**WRITTEN TASK**
Reproduce the entries verbatim, beginning at their first line and stopping after the line that contains "290), (139, 291)]]".
******************************
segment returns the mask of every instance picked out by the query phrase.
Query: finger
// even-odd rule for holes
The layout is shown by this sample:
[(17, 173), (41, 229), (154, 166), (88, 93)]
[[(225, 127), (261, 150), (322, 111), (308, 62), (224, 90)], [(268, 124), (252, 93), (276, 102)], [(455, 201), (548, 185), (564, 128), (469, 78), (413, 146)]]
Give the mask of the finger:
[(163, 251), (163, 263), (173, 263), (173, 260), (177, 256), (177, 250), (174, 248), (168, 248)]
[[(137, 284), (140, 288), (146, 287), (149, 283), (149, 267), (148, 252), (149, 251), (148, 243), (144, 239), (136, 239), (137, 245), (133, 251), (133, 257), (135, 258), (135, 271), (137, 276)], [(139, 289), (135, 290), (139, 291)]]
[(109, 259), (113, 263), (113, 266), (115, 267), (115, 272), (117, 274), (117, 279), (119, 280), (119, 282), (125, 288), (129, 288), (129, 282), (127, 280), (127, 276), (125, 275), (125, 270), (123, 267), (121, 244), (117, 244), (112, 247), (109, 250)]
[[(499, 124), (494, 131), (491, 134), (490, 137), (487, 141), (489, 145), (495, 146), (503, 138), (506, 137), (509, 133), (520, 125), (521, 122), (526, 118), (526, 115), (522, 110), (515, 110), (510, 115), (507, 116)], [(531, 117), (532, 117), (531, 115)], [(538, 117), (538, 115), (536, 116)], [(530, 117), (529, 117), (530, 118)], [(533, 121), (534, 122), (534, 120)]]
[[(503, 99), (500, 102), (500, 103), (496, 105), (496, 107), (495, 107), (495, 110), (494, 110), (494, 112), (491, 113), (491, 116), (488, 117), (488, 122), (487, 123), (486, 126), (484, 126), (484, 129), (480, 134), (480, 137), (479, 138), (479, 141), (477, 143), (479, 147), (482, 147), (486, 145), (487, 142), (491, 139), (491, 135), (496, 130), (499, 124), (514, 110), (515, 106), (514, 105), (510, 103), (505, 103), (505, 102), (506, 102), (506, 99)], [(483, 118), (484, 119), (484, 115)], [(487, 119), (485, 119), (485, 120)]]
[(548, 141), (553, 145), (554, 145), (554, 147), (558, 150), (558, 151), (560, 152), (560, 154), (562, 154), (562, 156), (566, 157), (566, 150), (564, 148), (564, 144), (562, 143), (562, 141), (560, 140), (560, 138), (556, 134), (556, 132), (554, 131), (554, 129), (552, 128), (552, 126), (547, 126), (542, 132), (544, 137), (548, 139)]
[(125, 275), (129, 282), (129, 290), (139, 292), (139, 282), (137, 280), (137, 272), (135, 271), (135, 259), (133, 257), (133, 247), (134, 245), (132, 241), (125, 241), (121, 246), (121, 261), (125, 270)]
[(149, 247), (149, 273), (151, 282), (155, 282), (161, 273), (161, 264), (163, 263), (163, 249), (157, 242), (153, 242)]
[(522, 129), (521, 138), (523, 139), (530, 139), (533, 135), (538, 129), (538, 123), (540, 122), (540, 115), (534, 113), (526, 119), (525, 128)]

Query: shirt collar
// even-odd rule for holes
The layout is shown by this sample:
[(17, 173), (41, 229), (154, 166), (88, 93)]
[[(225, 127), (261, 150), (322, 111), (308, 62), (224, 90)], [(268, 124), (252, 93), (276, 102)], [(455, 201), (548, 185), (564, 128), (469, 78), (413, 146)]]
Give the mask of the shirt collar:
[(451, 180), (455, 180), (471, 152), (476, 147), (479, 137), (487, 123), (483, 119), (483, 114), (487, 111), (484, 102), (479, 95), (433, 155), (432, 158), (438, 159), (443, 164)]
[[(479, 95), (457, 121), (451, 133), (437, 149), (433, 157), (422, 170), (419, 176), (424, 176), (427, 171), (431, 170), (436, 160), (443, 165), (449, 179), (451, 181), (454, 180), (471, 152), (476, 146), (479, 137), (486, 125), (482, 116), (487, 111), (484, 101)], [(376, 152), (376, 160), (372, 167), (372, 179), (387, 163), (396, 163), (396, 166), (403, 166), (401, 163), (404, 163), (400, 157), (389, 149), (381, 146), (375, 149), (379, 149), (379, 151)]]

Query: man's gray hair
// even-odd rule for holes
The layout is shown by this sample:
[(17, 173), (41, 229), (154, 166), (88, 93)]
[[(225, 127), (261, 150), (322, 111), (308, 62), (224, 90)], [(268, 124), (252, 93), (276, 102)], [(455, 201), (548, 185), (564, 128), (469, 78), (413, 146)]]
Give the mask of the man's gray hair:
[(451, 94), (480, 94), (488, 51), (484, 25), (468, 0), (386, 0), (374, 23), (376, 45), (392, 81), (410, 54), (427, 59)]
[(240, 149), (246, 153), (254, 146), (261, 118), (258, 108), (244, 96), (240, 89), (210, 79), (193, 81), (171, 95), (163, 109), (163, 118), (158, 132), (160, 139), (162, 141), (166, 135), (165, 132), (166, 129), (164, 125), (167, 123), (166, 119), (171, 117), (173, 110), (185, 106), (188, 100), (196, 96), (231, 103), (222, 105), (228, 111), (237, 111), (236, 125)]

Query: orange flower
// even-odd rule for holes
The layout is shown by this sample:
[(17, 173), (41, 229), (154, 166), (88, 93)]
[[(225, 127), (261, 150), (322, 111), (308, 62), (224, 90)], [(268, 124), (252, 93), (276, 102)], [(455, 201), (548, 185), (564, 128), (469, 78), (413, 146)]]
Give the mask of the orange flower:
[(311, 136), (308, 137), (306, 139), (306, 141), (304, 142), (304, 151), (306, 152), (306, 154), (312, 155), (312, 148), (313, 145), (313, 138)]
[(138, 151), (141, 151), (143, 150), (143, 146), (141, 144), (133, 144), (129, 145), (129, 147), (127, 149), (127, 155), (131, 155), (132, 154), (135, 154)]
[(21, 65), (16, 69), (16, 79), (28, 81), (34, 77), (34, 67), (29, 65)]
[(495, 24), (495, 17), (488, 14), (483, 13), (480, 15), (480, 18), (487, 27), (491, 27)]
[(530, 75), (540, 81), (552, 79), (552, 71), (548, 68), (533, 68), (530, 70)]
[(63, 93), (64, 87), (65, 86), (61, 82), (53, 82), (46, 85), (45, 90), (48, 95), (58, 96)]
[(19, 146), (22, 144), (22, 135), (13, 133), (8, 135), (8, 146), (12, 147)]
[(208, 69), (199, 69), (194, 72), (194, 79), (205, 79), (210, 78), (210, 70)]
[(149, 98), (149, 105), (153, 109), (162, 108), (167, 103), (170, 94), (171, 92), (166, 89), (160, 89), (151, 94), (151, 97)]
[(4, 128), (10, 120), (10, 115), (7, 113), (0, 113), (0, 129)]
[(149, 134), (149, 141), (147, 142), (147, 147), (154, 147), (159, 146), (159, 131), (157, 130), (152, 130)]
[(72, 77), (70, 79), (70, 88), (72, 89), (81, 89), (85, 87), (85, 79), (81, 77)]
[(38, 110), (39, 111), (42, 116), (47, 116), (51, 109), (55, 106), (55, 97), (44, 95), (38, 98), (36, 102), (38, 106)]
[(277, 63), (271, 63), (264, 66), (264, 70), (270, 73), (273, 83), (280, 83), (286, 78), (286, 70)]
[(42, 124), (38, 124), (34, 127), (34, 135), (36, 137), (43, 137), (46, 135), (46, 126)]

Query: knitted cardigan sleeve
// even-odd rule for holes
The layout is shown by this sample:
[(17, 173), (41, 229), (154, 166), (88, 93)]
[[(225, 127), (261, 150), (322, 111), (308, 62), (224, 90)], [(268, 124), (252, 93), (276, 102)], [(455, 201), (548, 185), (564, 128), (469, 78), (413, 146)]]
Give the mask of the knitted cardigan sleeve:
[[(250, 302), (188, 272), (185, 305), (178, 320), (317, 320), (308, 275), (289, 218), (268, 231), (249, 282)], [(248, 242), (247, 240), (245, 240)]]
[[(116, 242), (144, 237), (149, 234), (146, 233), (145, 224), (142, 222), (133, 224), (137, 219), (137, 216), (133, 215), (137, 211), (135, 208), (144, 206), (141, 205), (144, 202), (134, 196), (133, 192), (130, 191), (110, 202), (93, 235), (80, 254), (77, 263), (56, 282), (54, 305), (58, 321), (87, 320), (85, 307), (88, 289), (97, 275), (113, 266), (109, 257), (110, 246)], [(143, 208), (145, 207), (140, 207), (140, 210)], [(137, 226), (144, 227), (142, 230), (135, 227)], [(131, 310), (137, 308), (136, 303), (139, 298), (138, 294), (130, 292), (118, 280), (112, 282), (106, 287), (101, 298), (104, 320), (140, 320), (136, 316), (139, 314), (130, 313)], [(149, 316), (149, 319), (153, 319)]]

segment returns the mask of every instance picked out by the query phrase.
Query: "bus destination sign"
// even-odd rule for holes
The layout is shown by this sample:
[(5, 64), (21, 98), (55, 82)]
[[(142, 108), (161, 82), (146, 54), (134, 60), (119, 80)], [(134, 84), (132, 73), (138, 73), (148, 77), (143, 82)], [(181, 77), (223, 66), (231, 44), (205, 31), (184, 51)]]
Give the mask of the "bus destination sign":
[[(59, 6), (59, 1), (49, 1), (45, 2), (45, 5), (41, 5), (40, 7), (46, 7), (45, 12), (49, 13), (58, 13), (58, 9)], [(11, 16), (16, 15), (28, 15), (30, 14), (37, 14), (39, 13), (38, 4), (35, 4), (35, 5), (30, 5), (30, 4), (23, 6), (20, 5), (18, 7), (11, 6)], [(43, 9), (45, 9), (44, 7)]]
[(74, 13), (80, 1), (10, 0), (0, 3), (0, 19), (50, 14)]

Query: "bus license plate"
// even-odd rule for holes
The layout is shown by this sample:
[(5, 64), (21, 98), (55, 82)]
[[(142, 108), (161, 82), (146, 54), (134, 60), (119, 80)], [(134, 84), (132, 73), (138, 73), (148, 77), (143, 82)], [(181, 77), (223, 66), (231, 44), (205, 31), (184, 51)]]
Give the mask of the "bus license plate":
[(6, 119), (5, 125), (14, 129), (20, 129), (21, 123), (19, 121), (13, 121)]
******************************
**CORRECT ANSWER**
segment returns the mask of every instance picked out by the query phrase.
Query: finger
// even-odd rule for holes
The layout is shown by this sample:
[(17, 173), (41, 229), (154, 166), (88, 93)]
[[(225, 127), (261, 150), (322, 111), (308, 62), (224, 90)], [(268, 124), (252, 93), (276, 102)], [(455, 201), (548, 185), (564, 128), (469, 78), (413, 146)]]
Give the mask of the finger:
[(163, 251), (163, 263), (173, 263), (173, 260), (177, 256), (177, 250), (174, 248), (168, 248)]
[[(137, 284), (140, 288), (146, 287), (149, 283), (149, 267), (148, 252), (149, 251), (148, 243), (144, 239), (136, 239), (137, 245), (133, 251), (133, 257), (135, 258), (135, 271), (137, 276)], [(139, 289), (135, 290), (139, 291)]]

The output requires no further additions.